Jason P. Frank of Vulture rated the episode four out of five stars. Andrew J. Stillman of Pride.com said "fans were upset that [Q] took the win" and "were upset the win didn't go to" Nymphia Wind. Chris Compendio of the Philly Voice wrote about Sapphira Cristál's runways presentation: "Despite expressing doubts during the challenge, Sapphira showed off a gorgeous gown with a black and white mosaic design, made of a 'beautiful webbed sequin fabric.' Her jewelry, wig, makeup and bouquet all hit the aesthetic needs of a goth look — and her sarcastic and piercing glare at the judges showed her commitment to the character."

______

TASKS TO CARRY OUT
**a.** In the episode reviews, how many stars did Jason P. Frank of Vulture give the episode?
**b.** Pick up the episode reviews after their final sentence and carry them forward.

(Referring expression data)
______

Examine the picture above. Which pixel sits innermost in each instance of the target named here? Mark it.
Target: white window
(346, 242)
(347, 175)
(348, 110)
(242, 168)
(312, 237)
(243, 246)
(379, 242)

______

SOLVED TASKS
**a.** Four out of five stars.

**b.**
Andy Swift of TVLine said of the lip-sync contest: "Not being scared turned out to be Plasma's first mistake... and also her last. To say that Mhi'ya mopped the floor with her would be doing a disservice to mops. It was more like a full-blown evisceration, with Mhi'ya spinning, dipping and flipping circles around Plasma". Stephen Daw ranked the performance ninth in Billboards list of the season's lip-sync contests and opined, "We're not crazy about the fact that the producers chose to use the sped-up, Alvin and the Chipmunks-esque version of this classic Gaga track, but that doesn't change the fact that Mhi'ya Iman Le'Paige absolutely destroyed this number." Daw wrote:
Between backflipping up the stage (in a full-length gown, mind you), a sequence of low kicks into a twirl into a flawless dip and her Sasha Velour-inspired rose petal reveal, Mhi'ya turned every beat of this track into a delicious circus of chaos — and it paid off. That's not to say Plasma did poorly; the theater queen clearly put in the work to try and earn her survival, and her performance was certainly entertaining (when you have a second, check out her own interpretation of the number post-elimination). But when stacked against a lip synching legend like Mhi'ya, "Bloody Mary" turned into a bloodbath.